EXERCISE DESCRIPTION – Copy the listing from the line with "the balcony in" up to and including the line with "x=269, y=280", keeping the request lines. Offset every x and y coordinate in that stretch by -133.

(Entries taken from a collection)
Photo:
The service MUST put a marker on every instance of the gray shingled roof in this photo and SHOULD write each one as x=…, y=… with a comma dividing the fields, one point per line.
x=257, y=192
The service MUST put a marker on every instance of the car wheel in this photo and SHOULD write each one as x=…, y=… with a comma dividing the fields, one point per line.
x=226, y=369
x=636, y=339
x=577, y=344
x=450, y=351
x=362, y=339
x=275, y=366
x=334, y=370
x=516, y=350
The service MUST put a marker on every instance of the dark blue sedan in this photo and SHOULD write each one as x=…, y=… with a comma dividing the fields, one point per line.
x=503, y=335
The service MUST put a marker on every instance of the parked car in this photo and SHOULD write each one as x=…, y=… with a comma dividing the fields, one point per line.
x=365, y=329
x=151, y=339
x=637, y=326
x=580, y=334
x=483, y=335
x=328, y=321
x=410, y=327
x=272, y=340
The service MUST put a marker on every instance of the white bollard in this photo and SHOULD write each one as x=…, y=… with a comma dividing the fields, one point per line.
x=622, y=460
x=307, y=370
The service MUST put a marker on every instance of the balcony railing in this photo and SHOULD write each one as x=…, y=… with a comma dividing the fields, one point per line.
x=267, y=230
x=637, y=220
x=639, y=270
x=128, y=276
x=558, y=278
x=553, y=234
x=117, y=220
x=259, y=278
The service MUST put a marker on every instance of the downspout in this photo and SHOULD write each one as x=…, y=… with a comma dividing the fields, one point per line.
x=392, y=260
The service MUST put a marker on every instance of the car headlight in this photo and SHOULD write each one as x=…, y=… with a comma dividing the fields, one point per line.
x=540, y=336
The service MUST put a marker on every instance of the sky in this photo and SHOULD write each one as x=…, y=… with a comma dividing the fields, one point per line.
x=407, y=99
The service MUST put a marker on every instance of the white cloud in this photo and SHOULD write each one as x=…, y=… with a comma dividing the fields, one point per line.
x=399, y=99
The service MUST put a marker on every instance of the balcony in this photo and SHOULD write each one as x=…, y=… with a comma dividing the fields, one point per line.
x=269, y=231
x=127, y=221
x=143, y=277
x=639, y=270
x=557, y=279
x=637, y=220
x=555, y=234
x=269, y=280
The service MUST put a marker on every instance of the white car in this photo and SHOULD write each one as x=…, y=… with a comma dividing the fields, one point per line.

EXERCISE OUTPUT –
The service MUST put a marker on every instance of the balcony in this photo and SHOULD write each one as x=…, y=… with a comma dividing the fields, one point per line.
x=136, y=98
x=-6, y=88
x=10, y=144
x=506, y=137
x=424, y=146
x=504, y=87
x=422, y=101
x=136, y=147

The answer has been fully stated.